(SOURCE EXTRACT):
Primary school invites in elderly people to work with young pupils

CREDIT: This story was first seen in the Guardian

Downshall primary school in Essex hosts day centre where older people, some with early dementia, can interact with children, the Guardian reports.

A primary school in Essex is piloting a new project that brings elderly people suffering from isolation, depression and early dementia into the classroom to work with four- and five-year-old children, with the aim of mutually benefiting all.

Previous projects have involved children visiting care homes, but Downshall primary school in Ilford is thought to be the first to host a day centre for older people, who read books, sing songs and do puzzles with children.

Using the ideas behind cognitive stimulation therapy, the visitors benefit from social interaction with each other as well as from engaging in activities with the children, while the pupils – 87% of whom speak English as a second language – gain from increased interaction with adults.

The Downshall project, called Bringing Together, Learning Together, Growing Together, is inspired by research from Japan, where there has long been a focus on developing models of social integration between generations in response to the ageing population.

(TASKS AND EXERCISES):
a) From the news story about the Essex school project, reproduce everything from "Previous projects have" down to "puzzles with children.".
b) Say whether each statement agrees with the news story about the Essex school project. Answer yes or no for each, and quote the words from the story that decide it.
(i) The children taking part are four and five years old.
(ii) Downshall primary school is in Chelmsford.
(iii) The project takes its inspiration from research carried out in Japan.
c) Continue the news story about the Essex school that brings older people into its classrooms, picking up after its final sentence.

(EXTRACTED ENTRIES):
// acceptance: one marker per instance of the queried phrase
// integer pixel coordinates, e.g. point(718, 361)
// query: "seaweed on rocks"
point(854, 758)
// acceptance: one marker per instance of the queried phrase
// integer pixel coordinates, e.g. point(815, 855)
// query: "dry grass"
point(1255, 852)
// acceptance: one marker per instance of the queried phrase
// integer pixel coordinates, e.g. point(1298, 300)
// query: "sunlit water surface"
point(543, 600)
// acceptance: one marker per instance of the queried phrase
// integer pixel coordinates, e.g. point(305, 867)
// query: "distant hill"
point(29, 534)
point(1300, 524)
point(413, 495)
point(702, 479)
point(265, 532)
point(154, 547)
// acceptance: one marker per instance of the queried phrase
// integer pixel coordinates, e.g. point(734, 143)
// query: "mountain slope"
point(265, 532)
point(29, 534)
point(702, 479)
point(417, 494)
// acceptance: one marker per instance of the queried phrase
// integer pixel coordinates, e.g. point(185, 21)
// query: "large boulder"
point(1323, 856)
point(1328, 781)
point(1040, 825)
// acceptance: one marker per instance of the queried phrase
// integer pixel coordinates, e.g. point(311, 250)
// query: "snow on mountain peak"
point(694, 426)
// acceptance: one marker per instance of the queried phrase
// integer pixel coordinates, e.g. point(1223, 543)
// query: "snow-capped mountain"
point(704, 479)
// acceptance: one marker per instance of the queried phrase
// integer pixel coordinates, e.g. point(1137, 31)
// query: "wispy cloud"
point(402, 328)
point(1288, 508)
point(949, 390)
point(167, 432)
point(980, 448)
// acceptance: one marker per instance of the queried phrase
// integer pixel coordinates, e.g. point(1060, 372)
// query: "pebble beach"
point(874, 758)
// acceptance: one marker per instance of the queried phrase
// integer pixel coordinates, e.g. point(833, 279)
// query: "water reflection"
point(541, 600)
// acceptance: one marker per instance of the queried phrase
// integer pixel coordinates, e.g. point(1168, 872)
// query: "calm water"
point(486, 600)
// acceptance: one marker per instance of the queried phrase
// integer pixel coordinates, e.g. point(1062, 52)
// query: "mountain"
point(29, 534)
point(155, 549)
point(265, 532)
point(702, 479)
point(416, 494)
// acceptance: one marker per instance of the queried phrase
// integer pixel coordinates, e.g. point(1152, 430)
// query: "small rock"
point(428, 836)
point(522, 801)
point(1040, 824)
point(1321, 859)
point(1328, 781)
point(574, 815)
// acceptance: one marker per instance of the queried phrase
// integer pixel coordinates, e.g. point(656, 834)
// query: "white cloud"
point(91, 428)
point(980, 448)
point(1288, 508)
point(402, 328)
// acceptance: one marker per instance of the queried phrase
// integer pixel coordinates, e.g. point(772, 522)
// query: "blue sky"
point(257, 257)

(ACTIVITY ANSWERS):
a)
Previous projects have involved children visiting care homes, but Downshall primary school in Ilford is thought to be the first to host a day centre for older people, who read books, sing songs and do puzzles with children.

b)
(i) Yes: "to work with four- and five-year-old children"
(ii) No: "Downshall primary school in Ilford"
(iii) Yes: "is inspired by research from Japan"

c)
The elderly visitors come to school three days a week with their carers and support workers, and the aim is to accommodate nine each day. They have their own room where they can socialise with each other and where children can come to play.

Across three classrooms, they also spend 20-minute sessions with the school’s four- and five-year-olds, doing activities that fit within the national curriculum.

On the day the Guardian visited, the children and their guests were singing in the school hall. Derek, 86, who used to be a printer and a top amateur footballer, sang along to the Wheels on the Bus while performing all the actions. He was diagnosed with dementia four years ago.

Derek was at Downshall with his wife and carer, Edith, who later found herself surrounded by children demanding her help as they glued paper chains and cut out glittery Christmas decorations to hang on the tree. Derek sat quietly beside her. “We’ve been married 60 years this year,” she said.

“It’s very hard at times, for the people themselves and the carers. I think this is a brilliant idea. Derek likes coming. He likes mixing with the people here and with the children. And it gets us out of the house.”

Pam, 71, used to be a primary school teacher and looked happy to be back in the classroom in the school where her father was a pupil. “It can be a little bit boring sitting in the house on your own. It’s nice to come out and meet people and children. I like storytelling,” she said. “Paper chains? I can take it or leave it.”

Accompanying Pam was Lisa Oliver, who works with the elderly as part of Redbridge adult health social services, which is supporting the project. “For us to see Pam like this, it’s fantastic,” she said. “To see her walking around the school and interacting with the children, it’s given her a bit of authority.”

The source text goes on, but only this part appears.